:: Study text ::
━━━
Life After Psychosis

This blog was published by the International Bipolar Foundation.

Life After Psychosis

By: Allan G. Cooper

Do you know what it feels like to help NASA calculate the speed of light? Or, maybe you know what it’s like to find a formula that makes nuclear fusion possible. How about being the sole person responsible for averting a disaster that would crash the entire internet. Do you know what that’s like? I do. Well, I know what it’s like to believe I am going through these experiences would be more accurate.

I have bipolar 1 and these are all examples of a type of psychosis called delusions that I have had. Delusions and hallucinations are forms of psychosis that people with bipolar disorder may suffer from during full blown manic episodes.

I had my first episode at the age of twenty-five when I was living in Japan teaching English and working on my goal to become completely proficient in Japanese. During a period of considerable stress, I started to believe that I had achieved Enlightenment and I had been gifted unbridled intelligence and the power to heal people. My family was forced to come to Japan to bring me home. I lost all of my money, my career and all of my friendships.
━━━
:: Recorded data ::
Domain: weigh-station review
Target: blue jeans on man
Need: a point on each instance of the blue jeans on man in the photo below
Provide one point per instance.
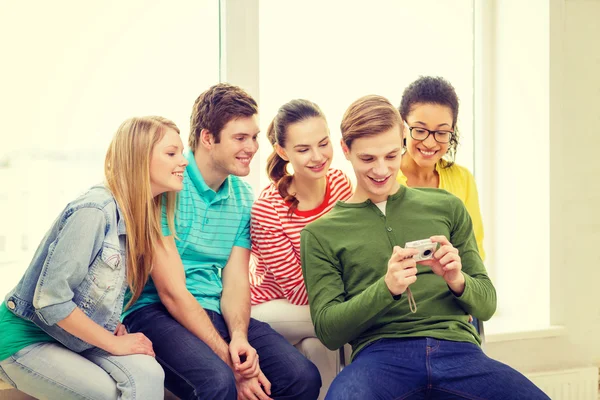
(426, 368)
(194, 371)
━━━
:: Exercise set ::
a) Copy the psychosis blog post word for word between "This blog was" and "blown manic episodes.", inclusive.
b) Shorten the paragraph of the psychosis blog post that begins "I had my first episode" into a brief list, keeping its main facts.

:: Solutions to the exercise ::
a)
This blog was published by the International Bipolar Foundation.

Life After Psychosis

By: Allan G. Cooper

Do you know what it feels like to help NASA calculate the speed of light? Or, maybe you know what it’s like to find a formula that makes nuclear fusion possible. How about being the sole person responsible for averting a disaster that would crash the entire internet. Do you know what that’s like? I do. Well, I know what it’s like to believe I am going through these experiences would be more accurate.

I have bipolar 1 and these are all examples of a type of psychosis called delusions that I have had. Delusions and hallucinations are forms of psychosis that people with bipolar disorder may suffer from during full blown manic episodes.

b)
- First episode came at age twenty-five, while living in Japan teaching English and working toward full proficiency in Japanese.
- Under considerable stress, came to believe in having achieved Enlightenment, with unbridled intelligence and the power to heal people.
- Family had to come to Japan to bring the author home.
- Lost all money, career and friendships.